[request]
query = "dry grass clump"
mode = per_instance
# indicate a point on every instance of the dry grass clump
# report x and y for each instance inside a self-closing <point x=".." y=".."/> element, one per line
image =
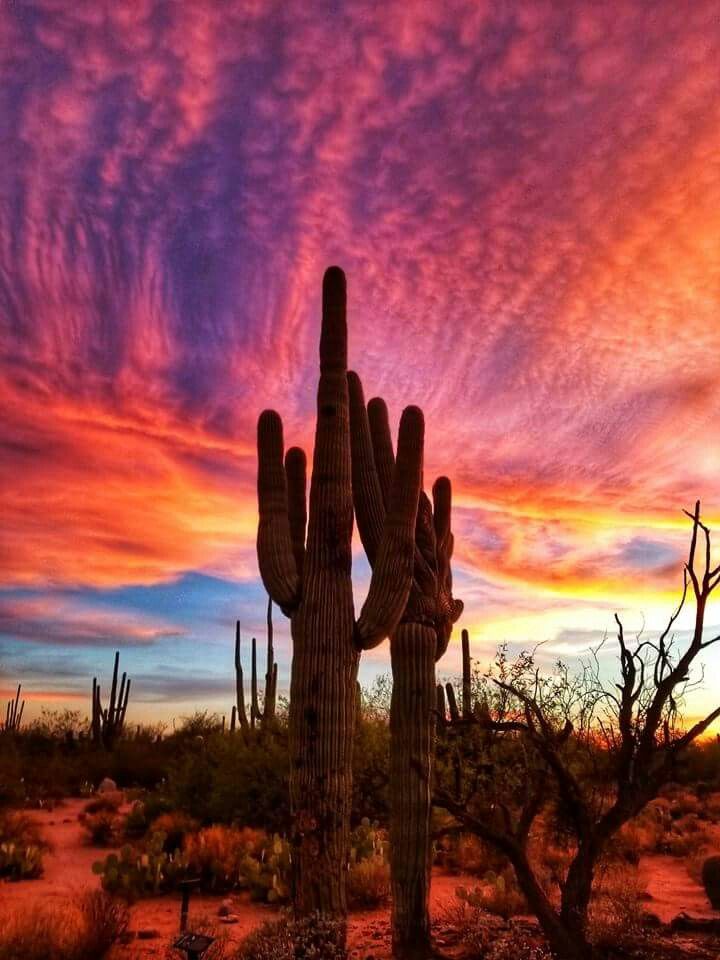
★ ★ ★ ★ ★
- _Your instructions_:
Give these lines again with every "dry grass clump" swapped for "fallen branch" and nothing else changed. Leave out the picture.

- _Response to the exercise_:
[request]
query = "fallen branch"
mode = per_instance
# indicate a point on every instance of the fallen branch
# report x and y for each instance inside a self-closing <point x=".." y=".."/> element, one per line
image =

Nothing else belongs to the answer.